Problem requirements: Reproduce exactly the line containing "Given the photograph" and every line after it, through the last line of the records below; add nothing.

Supplied material:
- Opening Delimiter -

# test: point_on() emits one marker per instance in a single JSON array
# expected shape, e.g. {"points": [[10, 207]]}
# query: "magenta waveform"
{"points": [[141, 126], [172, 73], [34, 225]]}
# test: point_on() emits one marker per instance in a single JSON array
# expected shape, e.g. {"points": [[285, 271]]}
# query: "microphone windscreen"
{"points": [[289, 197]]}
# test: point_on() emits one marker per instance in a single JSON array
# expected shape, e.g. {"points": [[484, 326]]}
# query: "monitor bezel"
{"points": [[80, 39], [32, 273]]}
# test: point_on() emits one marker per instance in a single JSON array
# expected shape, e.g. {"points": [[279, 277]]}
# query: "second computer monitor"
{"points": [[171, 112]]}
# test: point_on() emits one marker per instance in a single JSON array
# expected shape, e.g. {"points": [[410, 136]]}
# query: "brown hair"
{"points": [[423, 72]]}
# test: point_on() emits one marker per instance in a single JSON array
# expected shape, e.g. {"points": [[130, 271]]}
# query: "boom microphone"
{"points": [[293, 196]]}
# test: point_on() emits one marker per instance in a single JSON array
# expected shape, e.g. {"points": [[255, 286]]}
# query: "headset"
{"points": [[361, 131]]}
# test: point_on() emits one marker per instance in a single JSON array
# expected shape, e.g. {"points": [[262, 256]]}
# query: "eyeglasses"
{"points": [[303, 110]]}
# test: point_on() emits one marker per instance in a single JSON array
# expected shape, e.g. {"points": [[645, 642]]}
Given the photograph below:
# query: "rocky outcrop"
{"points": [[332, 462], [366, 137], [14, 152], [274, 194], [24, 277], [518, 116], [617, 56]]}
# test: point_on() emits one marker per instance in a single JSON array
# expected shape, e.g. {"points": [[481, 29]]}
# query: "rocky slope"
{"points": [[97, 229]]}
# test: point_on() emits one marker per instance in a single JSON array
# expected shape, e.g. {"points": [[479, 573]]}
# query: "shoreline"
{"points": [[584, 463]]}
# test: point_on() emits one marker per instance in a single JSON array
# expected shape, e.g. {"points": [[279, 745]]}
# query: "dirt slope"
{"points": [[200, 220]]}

- Closing Delimiter -

Answer area:
Given the photograph below:
# query: "rocky outcrop"
{"points": [[332, 462], [366, 137], [14, 152], [274, 194], [24, 277], [518, 116], [617, 56]]}
# test: point_on() emits one marker per instance in a single JSON array
# expected shape, e.g. {"points": [[481, 29]]}
# query: "rocky slope"
{"points": [[97, 229]]}
# test: point_on() emits one marker per instance in a single JSON array
# expected shape, e.g. {"points": [[479, 573]]}
# query: "shoreline"
{"points": [[584, 463]]}
# test: point_on() emits one marker per instance in a single JSON array
# expected shape, e.g. {"points": [[279, 745]]}
# query: "dirt slope"
{"points": [[200, 220]]}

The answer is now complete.